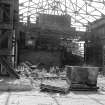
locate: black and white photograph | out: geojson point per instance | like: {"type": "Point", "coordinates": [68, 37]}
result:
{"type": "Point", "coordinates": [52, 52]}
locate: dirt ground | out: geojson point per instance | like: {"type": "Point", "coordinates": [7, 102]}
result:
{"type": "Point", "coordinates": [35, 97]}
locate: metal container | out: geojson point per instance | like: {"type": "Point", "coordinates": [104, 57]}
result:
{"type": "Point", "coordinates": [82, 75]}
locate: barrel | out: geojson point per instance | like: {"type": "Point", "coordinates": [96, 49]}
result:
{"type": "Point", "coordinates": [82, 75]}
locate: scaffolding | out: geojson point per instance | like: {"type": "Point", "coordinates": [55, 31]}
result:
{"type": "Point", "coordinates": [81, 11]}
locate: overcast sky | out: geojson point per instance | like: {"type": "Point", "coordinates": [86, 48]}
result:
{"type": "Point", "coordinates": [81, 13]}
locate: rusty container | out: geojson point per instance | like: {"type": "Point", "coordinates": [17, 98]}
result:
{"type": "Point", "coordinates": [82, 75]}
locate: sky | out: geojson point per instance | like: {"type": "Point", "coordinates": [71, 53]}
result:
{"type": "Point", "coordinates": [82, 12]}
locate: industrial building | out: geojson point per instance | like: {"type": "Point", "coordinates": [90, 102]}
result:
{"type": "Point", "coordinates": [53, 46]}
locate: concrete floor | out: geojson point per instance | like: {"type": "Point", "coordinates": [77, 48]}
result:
* * *
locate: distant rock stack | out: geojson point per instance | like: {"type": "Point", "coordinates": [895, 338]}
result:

Activity
Filter the entries down to the lines holding the string "container". Copy each of those lines.

Your response
locate: metal container | out: geojson point per instance | like: {"type": "Point", "coordinates": [104, 57]}
locate: rusty container | out: geojson point per instance | like: {"type": "Point", "coordinates": [17, 98]}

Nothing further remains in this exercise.